• [TEXTO DO EXERCÍCIO]:
---------------

O futebol é lindo. Digo-o completamente consciente da irracionalidade da frase. Ou melhor, o que quero dizer é que o balanço geral de tudo o que envolve o futebol é positivo, mas a paixão às vezes tolda-nos e faz-nos dizer acriticamente que é tudo lindo.

Tem de facto coisas lindíssimas, mas também é um lamaçal de corrupção, violência e ódio que põem sempre o lado bom em cheque.

Isto vê-se em vários aspectos. É corrupção por todo o lado, desde as distritais até à própria FIFA. É violência física com espancamentos entre claques, ou violência psicológica, e racista neste caso, como o fazer sons de macaco para jogadores negros. São os programas de comentários aos jogos com os comentadores aos berros uns com os outros, pertíssimo de eles próprios também de partir os copos de água na cabeça dos adversários enquanto lhes enfiam os microfones na boca. Uma alegria, portanto.

Mas as coisas bonitas que tem, felizmente são muito mais. Não apagam as outras, é certo, mas ainda bem que são muitas mais. E houve duas especialmente bonitas por estes dias.

Uma delas é um vídeo cujos protagonistas são os Quaresma, pai e filho, e que é uma homenagem a protagonistas maiores, os professores. É um agradecimento a estas pessoas a quem todos nós devemos tanto, com ou sem pandemia. E é o Quaresma, depois da trivela ao outro, e entre várias outras intervenções anti-racistas, a dar uma lição de cidadania.

A outra é adesão do Rio Ave ao movimento Não Partilhes. O objectivo deste movimento é consciencializar para a urgência de se parar a partilha de conteúdo íntimo sem consentimento, com toda a gravidade que isso tem para as vítimas. O treinador Miguel Cardoso falou sobre o Não Partilhes numa conferência de imprensa e mais tarde surgiram os posts com os jogadores da equipa também a associarem-se.

Neste mundo tão masculinizado que é o futebol, é um passo importante ter um clube desta dimensão, com o seu treinador e jogadores, a dizerem que partilhar conteúdo íntimo não consentido é muito grave, não é nada à macho.

Pena que, tirando o Público, nenhum meio de comunicação social tenha noticiado isto (fiz uma pesquisa rápida e não exaustiva). Um penalty dá para hora e meia de discussão na televisão, um clube de futebol juntar-se a uma acção contra a violência de género mal é nota de rodapé. É o que temos. Mas ainda que foram duas coisas mais para juntar à lista das coisas que me fazem gostar tanto de futebol.

Sugestões mais ou menos culturais que, no caso de não valerem a pena, vos permitem vir insultar-me e cobrar-me uma jola:

- Eu, Yalom: Memórias de um Psicoterapeuta: sempre bom ler Yalom.
- Fake Fame: bom doc para ver na HBO, sobre o mundo dos influencers.

---------------

• [MATERIAL EXTRAÍDO]:
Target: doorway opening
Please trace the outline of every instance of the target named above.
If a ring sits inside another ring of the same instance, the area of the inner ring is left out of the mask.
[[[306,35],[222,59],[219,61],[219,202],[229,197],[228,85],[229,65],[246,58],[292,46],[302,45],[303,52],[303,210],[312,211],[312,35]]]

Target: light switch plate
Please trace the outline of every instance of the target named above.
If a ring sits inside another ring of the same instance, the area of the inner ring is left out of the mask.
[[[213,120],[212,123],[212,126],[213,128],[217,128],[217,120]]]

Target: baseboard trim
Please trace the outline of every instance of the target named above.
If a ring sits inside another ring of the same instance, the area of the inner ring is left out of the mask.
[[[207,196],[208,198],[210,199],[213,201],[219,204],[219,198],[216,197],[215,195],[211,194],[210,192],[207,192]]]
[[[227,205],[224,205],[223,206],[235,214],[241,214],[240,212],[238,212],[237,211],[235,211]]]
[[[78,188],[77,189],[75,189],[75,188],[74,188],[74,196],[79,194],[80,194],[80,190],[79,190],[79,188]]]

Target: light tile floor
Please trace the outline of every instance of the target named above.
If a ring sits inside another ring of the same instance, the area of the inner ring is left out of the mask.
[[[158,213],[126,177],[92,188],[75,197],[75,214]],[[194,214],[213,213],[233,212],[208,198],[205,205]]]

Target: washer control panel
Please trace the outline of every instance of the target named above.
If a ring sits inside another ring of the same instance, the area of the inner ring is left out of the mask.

---------------

• [ENUNCIADO DA TAREFA]: Segundo o texto sobre futebol, qual é o objetivo do movimento Não Partilhes?

• [RESPOSTA ESCRITA]: Consciencializar para a urgência de se parar a partilha de conteúdo íntimo sem consentimento.